Your objective — Beginning at the line containing "Shelf-audit tool: tag the black court" and continuing to the end of the records below, give each line again exactly as it stands, and only those lines.

Information provided —
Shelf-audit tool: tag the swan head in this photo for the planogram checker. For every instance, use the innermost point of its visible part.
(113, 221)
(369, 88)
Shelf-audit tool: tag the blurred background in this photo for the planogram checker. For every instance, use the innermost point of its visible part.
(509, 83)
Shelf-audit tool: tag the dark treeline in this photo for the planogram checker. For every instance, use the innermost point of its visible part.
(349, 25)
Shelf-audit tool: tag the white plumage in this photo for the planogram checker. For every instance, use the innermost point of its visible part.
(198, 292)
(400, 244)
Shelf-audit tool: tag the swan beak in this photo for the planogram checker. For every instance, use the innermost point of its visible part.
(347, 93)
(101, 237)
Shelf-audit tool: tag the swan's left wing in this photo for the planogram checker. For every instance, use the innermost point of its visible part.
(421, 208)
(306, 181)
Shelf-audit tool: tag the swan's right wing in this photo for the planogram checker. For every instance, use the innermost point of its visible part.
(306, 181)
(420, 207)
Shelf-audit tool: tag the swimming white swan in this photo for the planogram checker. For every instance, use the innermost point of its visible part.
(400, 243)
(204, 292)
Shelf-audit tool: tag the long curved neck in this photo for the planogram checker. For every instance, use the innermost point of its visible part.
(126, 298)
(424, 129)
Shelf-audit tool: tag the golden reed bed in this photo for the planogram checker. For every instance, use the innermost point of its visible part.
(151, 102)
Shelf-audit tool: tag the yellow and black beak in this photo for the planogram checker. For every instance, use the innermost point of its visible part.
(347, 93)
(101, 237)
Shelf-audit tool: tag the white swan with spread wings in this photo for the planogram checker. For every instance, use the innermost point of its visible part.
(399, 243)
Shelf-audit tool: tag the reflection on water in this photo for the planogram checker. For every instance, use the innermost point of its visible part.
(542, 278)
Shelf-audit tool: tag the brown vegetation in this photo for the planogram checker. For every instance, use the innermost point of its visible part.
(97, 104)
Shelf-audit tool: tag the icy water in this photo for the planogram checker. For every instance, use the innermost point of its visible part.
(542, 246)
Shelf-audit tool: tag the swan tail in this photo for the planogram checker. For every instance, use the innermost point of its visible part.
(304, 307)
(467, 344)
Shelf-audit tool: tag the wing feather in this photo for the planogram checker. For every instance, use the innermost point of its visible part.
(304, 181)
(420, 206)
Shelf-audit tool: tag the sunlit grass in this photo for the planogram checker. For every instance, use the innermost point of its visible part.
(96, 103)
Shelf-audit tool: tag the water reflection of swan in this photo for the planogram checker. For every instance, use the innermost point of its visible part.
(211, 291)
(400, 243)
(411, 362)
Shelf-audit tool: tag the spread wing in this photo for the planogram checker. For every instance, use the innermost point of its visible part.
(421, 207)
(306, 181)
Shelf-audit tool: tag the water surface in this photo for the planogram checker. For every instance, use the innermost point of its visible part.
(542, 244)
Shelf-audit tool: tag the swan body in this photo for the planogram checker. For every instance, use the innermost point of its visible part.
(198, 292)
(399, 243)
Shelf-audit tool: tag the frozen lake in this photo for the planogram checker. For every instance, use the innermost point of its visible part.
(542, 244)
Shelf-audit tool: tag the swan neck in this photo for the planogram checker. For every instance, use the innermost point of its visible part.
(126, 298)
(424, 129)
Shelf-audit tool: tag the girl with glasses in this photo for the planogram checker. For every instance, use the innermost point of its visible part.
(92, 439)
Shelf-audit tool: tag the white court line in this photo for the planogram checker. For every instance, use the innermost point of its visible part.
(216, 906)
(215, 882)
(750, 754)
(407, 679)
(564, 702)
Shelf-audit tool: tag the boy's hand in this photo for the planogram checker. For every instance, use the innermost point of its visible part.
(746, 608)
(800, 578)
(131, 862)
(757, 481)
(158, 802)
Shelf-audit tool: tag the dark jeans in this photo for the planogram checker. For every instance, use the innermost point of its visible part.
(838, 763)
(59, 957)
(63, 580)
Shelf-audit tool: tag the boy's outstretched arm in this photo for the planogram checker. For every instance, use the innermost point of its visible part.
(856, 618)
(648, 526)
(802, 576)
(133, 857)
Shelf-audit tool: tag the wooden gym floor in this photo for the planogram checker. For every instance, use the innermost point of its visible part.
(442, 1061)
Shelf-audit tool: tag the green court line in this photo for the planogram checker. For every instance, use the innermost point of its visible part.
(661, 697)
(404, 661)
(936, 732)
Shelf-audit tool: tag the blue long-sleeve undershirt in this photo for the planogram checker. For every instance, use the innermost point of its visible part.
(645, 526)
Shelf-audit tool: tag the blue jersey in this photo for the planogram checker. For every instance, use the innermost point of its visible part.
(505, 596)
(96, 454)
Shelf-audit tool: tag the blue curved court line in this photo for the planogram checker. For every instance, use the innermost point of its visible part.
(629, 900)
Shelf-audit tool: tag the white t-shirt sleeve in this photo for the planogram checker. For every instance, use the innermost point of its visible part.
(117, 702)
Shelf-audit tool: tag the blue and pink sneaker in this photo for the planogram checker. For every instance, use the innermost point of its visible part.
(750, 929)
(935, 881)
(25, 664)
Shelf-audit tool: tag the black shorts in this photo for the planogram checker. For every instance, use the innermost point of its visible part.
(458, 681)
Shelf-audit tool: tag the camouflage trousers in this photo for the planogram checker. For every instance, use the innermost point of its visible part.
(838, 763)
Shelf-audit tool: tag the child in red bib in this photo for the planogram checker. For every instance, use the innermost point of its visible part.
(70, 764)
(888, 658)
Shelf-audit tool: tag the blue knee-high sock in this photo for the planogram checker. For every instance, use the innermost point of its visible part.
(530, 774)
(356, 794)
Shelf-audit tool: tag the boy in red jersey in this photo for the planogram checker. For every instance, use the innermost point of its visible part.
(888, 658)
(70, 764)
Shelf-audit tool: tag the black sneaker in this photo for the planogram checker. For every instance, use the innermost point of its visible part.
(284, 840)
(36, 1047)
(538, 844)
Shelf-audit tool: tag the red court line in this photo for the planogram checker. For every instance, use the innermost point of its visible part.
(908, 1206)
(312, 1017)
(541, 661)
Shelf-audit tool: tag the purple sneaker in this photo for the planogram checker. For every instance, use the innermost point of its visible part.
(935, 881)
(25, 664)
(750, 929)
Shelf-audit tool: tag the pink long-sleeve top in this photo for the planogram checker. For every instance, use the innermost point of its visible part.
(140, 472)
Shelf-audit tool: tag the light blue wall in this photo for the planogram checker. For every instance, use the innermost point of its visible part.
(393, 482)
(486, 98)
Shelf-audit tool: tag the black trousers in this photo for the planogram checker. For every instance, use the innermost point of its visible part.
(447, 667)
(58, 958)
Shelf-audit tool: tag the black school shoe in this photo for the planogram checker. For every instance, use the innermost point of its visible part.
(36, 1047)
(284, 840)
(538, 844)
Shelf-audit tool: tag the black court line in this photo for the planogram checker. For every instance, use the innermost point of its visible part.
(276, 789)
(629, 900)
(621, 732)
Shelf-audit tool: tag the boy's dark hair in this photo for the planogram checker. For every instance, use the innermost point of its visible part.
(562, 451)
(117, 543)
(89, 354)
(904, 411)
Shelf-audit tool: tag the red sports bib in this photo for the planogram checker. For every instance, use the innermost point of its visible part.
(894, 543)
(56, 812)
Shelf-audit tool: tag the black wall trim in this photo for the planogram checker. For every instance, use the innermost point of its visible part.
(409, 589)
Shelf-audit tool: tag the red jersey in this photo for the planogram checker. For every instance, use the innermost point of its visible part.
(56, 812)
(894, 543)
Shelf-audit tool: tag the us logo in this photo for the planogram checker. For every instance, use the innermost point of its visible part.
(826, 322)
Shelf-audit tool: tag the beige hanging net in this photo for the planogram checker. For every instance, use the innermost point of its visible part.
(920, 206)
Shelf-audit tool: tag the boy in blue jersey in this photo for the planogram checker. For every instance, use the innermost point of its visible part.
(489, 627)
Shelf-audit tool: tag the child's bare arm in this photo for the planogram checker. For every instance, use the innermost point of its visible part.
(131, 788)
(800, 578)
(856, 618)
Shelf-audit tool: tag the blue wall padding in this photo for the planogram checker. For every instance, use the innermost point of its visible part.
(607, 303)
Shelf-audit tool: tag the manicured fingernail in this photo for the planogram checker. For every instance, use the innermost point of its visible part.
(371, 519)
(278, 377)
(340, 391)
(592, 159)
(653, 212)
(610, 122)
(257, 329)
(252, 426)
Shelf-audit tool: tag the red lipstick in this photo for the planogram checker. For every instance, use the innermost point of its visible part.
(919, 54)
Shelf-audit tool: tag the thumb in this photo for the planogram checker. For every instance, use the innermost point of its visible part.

Reply to the exercise —
Shelf-audit tool: tag the black court line in this photo for the planogram checker. For every instance, use the innermost point of its visible part.
(276, 789)
(629, 900)
(621, 732)
Shelf-audit tool: tag the boy's dark hair in this photo for the planogram checker. For every instance, use the innermost point of its visible part.
(562, 451)
(117, 543)
(89, 354)
(904, 411)
Shelf-audit tool: tag the red sports bib in this photo for the planogram checker. For every instance, use the innermost point of its visible part.
(894, 543)
(56, 812)
Shelf-audit tool: tag the black wall trim in this photo for the planogram checker. For every instance, use the innermost point of its visible part.
(409, 589)
Shelf-audit tool: tag the red jersey in this photo for the planogram checker. For every instance, use the innermost point of its visible part.
(56, 812)
(894, 543)
Shelf-audit tool: tag the us logo in this photo for the planogram checker. For every instance, use the innermost point of its visible part.
(826, 322)
Shelf-audit tool: tag the beige hanging net in this photo for the planogram checker. For every instance, use the innermost point of its visible part.
(920, 206)
Shelf-audit tool: tag the boy in blue jersey in this photo for the planogram checker. For every instance, use the innermost point of its visible part.
(489, 627)
Shelf-audit tool: tag the child's bare arm in this photo for the planogram checker. For every instance, use the innermost point of its visible part.
(131, 788)
(800, 578)
(856, 618)
Shelf-audit tool: tag the blue wall padding in this photo for the planogram checker. For every instance, use the innermost point of its visible part.
(607, 303)
Shelf-audit tool: tag the manicured fingernail in this photo for the planogram checker. For every instance, use the innermost point of its visible part.
(371, 519)
(278, 377)
(340, 391)
(592, 159)
(653, 212)
(610, 122)
(257, 329)
(252, 426)
Shelf-audit tool: tag the red lipstick in this photo for the planogram checker. For every instance, use the innermost point of its visible part.
(919, 54)
Shelf-audit tool: tag the thumb in this photo for the planogram checker. For every instance, use the innermost point of its visible part.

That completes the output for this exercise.